Search code examples
ffmpegtwilioresampling

Save a Twilio <Stream> of format 8Khz `mulaw` to a file


There are a couple of posts that address the question, but I wasn't able to successfully playback a saved file. It usually plays back at half speed.

Convert 8kHz mulaw to 16KHz PCM in real time

Using the accepted answer in the above question, I saved the raw and base64 decoded the audio in go:

// Media event
type Media struct {
    Track     string `json:"track"`
    Chunk     string `json:"chunk"`
    Timestamp string `json:"timestamp"`
    Payload   string `json:"payload"`
}

// SaveAudio will upgrade connection to websocket and save the audio to file
func SaveAudio(w http.ResponseWriter, r *http.Request) {
    utility.DebugLogf("SaveAudio")
    c, err := upgrader.Upgrade(w, r, nil)
    if err != nil {
        log.Print("upgrade:", err)
        return
    }

    defer utility.SafeClose(c)
    inBuf := bytes.Buffer{}

    loop := true
    for loop == true {
        _, message, err := c.ReadMessage()
        utility.PanicIfErr(err)
        decMessage := TwilioWSSMessage{}
        err = json.Unmarshal(message, &decMessage)
        utility.PanicIfErr(err)

        switch decMessage.Event {
        case "connected":
            utility.DebugLogf("Connected a %s protocol version:%s", decMessage.Protocol, decMessage.Version)

Tasks to complete —
[1] In the thread on saving a Twilio stream, how does a saved file usually play back?
[2] Carry on the thread on saving a Twilio stream from the point where it stops.
The lines after the thread on saving a Twilio stream are not needed.

Material —
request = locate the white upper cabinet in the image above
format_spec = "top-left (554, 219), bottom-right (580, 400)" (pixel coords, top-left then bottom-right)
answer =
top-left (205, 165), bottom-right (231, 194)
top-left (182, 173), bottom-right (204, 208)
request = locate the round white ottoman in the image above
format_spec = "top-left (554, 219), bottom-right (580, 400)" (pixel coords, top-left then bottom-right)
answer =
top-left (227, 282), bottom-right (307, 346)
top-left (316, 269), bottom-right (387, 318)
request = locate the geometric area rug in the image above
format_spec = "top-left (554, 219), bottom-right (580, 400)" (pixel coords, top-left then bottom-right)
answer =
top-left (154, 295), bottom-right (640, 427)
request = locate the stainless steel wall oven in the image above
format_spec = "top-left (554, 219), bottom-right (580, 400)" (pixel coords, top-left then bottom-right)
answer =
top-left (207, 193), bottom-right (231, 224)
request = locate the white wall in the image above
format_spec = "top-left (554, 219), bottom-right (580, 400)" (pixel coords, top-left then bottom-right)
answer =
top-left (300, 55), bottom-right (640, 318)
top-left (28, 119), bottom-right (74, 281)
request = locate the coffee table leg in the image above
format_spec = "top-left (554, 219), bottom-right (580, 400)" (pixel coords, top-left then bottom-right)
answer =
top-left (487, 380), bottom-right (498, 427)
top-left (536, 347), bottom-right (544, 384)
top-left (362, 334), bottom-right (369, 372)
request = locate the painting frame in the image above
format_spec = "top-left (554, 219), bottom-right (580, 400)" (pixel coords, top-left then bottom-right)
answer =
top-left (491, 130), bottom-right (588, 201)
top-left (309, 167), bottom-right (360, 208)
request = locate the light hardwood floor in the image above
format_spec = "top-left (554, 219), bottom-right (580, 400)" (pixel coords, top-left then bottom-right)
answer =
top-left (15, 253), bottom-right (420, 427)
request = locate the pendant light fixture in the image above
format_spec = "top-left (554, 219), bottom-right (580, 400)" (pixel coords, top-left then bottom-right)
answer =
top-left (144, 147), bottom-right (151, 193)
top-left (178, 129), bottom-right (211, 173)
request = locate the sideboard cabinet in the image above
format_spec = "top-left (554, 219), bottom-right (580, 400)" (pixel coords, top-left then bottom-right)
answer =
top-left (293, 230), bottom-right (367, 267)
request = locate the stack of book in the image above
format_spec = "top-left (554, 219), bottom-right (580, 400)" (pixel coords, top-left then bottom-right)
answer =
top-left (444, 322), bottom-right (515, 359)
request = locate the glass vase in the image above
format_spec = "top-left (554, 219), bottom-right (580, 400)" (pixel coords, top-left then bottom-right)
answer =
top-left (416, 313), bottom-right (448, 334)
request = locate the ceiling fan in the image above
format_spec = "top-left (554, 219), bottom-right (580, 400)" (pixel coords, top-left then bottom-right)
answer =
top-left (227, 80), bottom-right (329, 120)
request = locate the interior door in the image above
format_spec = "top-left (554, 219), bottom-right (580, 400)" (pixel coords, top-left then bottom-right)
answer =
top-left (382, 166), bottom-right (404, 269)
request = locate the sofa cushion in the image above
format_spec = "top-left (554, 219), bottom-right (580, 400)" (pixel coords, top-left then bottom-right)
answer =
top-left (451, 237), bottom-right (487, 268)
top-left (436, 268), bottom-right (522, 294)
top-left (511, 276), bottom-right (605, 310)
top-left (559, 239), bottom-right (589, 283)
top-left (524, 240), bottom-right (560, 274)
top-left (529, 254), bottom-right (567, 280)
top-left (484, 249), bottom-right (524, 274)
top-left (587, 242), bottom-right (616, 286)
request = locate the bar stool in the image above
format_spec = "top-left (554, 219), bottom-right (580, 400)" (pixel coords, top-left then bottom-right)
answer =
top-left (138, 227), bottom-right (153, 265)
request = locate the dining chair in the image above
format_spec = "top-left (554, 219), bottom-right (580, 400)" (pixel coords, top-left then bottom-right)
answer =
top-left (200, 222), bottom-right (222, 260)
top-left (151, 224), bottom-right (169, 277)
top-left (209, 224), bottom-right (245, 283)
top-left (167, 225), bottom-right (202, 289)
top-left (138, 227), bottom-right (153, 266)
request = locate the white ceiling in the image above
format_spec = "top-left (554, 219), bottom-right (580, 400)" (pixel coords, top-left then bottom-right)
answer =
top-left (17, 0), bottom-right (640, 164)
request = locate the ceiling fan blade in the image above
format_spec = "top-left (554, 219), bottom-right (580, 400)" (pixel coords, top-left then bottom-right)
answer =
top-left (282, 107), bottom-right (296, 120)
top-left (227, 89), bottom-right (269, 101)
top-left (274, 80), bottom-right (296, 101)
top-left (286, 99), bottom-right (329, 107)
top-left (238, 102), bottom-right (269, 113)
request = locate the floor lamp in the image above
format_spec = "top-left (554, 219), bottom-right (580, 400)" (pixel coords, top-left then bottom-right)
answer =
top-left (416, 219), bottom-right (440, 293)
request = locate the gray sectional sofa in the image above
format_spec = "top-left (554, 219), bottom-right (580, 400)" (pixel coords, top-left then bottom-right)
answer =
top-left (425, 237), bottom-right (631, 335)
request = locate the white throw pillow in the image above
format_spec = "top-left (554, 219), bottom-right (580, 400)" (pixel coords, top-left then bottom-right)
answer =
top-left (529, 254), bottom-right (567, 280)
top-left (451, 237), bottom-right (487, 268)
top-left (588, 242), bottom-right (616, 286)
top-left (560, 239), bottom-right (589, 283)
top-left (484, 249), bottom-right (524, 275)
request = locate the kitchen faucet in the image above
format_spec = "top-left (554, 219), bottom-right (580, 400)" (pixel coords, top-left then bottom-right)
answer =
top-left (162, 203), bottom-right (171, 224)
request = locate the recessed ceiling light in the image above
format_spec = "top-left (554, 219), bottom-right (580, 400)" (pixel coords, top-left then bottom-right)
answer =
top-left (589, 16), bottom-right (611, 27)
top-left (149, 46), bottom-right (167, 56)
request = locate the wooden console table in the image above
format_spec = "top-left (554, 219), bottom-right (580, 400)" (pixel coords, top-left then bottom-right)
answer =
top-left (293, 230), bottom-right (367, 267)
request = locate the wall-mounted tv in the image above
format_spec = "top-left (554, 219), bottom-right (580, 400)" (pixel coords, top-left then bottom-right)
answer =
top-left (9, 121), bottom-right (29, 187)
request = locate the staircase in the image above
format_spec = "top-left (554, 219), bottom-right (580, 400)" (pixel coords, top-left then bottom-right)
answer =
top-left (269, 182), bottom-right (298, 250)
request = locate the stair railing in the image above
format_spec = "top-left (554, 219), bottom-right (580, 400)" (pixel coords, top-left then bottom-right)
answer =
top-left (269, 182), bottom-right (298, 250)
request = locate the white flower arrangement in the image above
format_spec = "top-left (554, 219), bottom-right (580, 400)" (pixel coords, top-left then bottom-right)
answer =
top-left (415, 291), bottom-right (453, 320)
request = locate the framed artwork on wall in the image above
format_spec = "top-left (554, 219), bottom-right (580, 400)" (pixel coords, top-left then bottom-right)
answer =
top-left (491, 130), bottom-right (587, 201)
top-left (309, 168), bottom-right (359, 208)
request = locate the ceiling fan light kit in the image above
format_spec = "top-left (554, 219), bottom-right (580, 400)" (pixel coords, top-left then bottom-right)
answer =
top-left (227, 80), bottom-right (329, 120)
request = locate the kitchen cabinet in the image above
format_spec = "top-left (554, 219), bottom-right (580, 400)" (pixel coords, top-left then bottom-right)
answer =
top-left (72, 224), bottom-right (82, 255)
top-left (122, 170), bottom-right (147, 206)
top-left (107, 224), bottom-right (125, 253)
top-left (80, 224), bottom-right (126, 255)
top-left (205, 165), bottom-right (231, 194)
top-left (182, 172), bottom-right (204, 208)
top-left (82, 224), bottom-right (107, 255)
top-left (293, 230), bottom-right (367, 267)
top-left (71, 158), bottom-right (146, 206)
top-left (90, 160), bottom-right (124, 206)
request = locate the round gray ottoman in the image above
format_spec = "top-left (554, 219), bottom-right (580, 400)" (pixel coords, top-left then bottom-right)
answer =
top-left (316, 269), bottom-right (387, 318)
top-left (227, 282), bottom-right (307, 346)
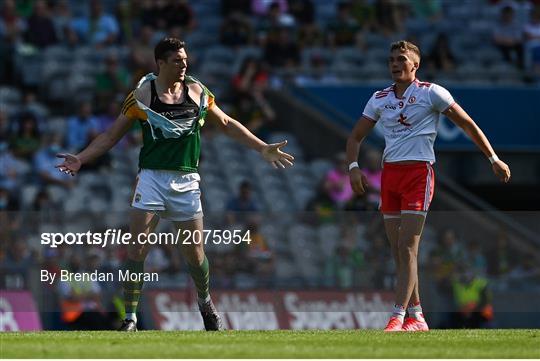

Solved problems —
[1] It usually plays back at half speed.

[2]
        case "start":
            utility.DebugLogf("Starting audio stream: %#v", decMessage.Start)
        case "media":
            chunk, err := base64.StdEncoding.DecodeString(decMessage.Media.Payload)
            utility.PanicIfErr(err)
            _, err = inBuf.Write(chunk)
            utility.PanicIfErr(err)
        case "stop":
            utility.DebugLogf("Ending audio stream: %#v", decMessage.Stop)
            loop = false
        default:
            utility.LogWarningf("Unrecognized event type: %s", decMessage.Event)
            loop = false
        }
    }

    saveRaw(&inBuf)
}

func saveRaw(buf *bytes.Buffer) {
    rawOut, err := os.Create("out.ulaw")
    utility.PanicIfErr(err)

    _, err = rawOut.Write(buf.Bytes())
    utility.PanicIfErr(err)
}

Then I used ffmpeg to convert from mulaw to the default pcm_s16le:

ffmpeg -f mulaw -ar 8000 -ac 1 -i out.ulaw mulaw_decoded.wav 

Then upsampled the audio from 8k->16k and play it with vlc:

ffmpeg -i mulaw_decoded.wav -ar 16000 upsampled.wav && vlc upsampled.wav

But it plays at half speed.

Ultimately I'd like to do it all in rust or go, but I can't even get it working locally with just ffmpeg.

Thanks in advance.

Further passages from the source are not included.